Work task A
In the S.H.I.E.L.D. helicarrier article, swap "spy organization" for "intelligence agency" and give the passage from "15. S.H.I.E.L.D. Helicarriers" to "few changes since.".
Work task B
List the vehicles the opening paragraph of the S.H.I.E.L.D. helicarrier article gives to individual superheroes, and name the owner of each.
Work task C
Take the S.H.I.E.L.D. helicarrier article further from its final sentence.

Reading passage
>>>>>

For every superhero running arund town, each probably has their own fancy method of travel. DC’s Batman has his Batmobile, Wonder Woman has her invisible jet, and Marvel’s Punisher has his van, amongst others. Unless they can fly or have super speed, superheroes need a secure way to get around that is all their own. Secret government agencies in superhero stories have a whole host of toys to play with though, and that’s especially true of the Strategic Homeland Intervention Enforcement and Logistics Division (S.H.I.E.L.D.).
If you’ve seen any of the movies that make up the Marvel Cinematic Universe, or the television series Agents of S.H.I.E.L.D. for that matter, you know that the organization has a host of men and women in suits and combat gear with logos stamped on their planes, their cars, and their motorcycles. Since S.H.I.E.L.D. was first revealed in the comics in 1965 though, they’ve had one very special mode of transportation: the helicarrier.
15. S.H.I.E.L.D. Helicarriers Debuted in 1965
Just like the organization for whom the helicarrier was designed, the flying fortress made its debut in Marvel comics in Strange Tales #135. The comic book contained several stories and one of them introduced the spy organization as Nick Fury was brought into the fold. When the helicarrier graced comic book pages for the first time, it was the flying headquarters for S.H.I.E.L.D., which then stood for Supreme Headquarters, International Espionage, Law Enforcement Division. It’s gone through a few changes since.

<<<<<

Data provided
>>>>>

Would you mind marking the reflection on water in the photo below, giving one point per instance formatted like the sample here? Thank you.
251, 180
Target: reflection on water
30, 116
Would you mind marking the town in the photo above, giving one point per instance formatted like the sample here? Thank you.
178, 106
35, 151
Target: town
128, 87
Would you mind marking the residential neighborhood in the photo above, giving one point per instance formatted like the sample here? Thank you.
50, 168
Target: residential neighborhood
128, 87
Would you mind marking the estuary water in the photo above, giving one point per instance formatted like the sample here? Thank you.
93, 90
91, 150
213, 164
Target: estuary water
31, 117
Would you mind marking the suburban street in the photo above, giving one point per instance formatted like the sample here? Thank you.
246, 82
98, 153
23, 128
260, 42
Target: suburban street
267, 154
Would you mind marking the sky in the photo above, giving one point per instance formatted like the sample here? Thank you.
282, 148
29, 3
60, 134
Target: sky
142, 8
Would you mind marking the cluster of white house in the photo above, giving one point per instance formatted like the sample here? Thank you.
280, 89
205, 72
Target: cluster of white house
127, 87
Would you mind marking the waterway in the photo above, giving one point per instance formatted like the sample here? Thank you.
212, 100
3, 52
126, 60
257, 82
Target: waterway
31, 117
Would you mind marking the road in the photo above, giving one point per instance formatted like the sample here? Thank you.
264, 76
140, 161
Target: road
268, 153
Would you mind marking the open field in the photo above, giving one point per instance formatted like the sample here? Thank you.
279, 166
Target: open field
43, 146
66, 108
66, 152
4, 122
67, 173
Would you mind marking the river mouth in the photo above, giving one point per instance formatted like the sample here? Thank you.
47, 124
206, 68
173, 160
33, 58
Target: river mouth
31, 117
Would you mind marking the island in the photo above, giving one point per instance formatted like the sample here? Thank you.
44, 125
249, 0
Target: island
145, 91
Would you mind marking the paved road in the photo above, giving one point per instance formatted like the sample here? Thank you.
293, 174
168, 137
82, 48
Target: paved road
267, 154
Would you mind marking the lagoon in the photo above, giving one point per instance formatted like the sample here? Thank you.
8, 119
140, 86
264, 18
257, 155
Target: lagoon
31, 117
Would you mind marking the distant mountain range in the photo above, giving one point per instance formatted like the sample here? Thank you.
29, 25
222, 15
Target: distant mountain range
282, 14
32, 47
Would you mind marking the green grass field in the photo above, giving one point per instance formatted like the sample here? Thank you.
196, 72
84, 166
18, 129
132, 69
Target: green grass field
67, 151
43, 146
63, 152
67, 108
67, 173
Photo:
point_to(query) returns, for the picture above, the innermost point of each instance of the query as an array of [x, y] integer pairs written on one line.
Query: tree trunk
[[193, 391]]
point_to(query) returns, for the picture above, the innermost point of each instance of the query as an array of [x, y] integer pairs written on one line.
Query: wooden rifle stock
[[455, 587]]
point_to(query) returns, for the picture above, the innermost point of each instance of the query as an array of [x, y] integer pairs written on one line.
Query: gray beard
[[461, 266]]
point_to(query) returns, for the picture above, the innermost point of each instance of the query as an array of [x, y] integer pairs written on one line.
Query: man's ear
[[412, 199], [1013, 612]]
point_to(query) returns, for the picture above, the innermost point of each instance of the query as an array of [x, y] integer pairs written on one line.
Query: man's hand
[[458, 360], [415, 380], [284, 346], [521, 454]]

<<<<<

Exercise output A
15. S.H.I.E.L.D. Helicarriers Debuted in 1965
Just like the organization for whom the helicarrier was designed, the flying fortress made its debut in Marvel comics in Strange Tales #135. The comic book contained several stories and one of them introduced the intelligence agency as Nick Fury was brought into the fold. When the helicarrier graced comic book pages for the first time, it was the flying headquarters for S.H.I.E.L.D., which then stood for Supreme Headquarters, International Espionage, Law Enforcement Division. It’s gone through a few changes since.

Exercise output B
- Batmobile (Batman)
- invisible jet (Wonder Woman)
- van (the Punisher)

Exercise output C
S.H.I.E.L.D. and its helicarriers were the brainchild of comic book heavyweights Stan Lee and Jack Kirby. Lee was inspired by the television series The Man From U.N.C.L.E. at the time. Nick Fury was written as the leader of the organization, a popular character from Sgt. Fury and His Howling Commandos. Tony Stark, meanwhile, was in charge of weapons development for the organization, though that wasn’t the only thing he was in charge of…
14. Three Superheroes Designed the Helicarrier
Not only did Iron Man himself have a hand in designing the helicarrier, but so did Reed Richards (Mr. Fantastic of the Fantastic Four) and the former X-Men member Forge. The three collaborated on the science and engineering aspects to bring the first helicarrier to life, though none of that is revealed until much farther along in the comics. After all, Forge didn’t even make his comic book debut until nearly two decades after the appearance of the first helicarrier.
The idea, according to Marvel comic book lore, was really Tony Stark’s. There was a fear that any nation that hosted the base of operations for S.H.I.E.L.D. would be subject to attacks by their enemies, like Hydra. In order to keep civilians safe, Tony proposed making the base mobile and airborne so that no one nation would need to claim S.H.I.E.L.D. Once he came up with the idea, Reed and Forge helped him create a plan, and Stark Industries built the first helicarrier. It’s Tony Stark who has been the one designing it on the comic book pages in the decades since.
13. The Helicarrier is S.H.I.E.L.D. HQ
If the extent of your familiarity with the helicarrier is from seeing it soaring across the skies in Avengers or Avengers: Age of Ultron, you might be surprised to find that in the comics, it’s actually the main headquarters for S.H.I.E.L.D., not Earth’s Mightiest Heroes. Though S.H.I.E.L.D. has many bases around the world, it’s the Helicarrier that outranks them all.
In the Marvel Cinematic Universe, that isn’t the case. The helicarrier acted as a mobile command center for specific operations, but HQ was housed in the Triskelion, a location fans saw crumble in a Hydra attack in Captain America: The Winter Soldier, but that can be seen within the Framework in Agents of S.H.I.E.L.D.’s fourth season. Another difference between the MCU and the comic book page? The MCU typically only has one helicarrier up and running at a time, but depending on the director in the comics, several might be stationed all over the world, just like the S.H.I.E.L.D. bases.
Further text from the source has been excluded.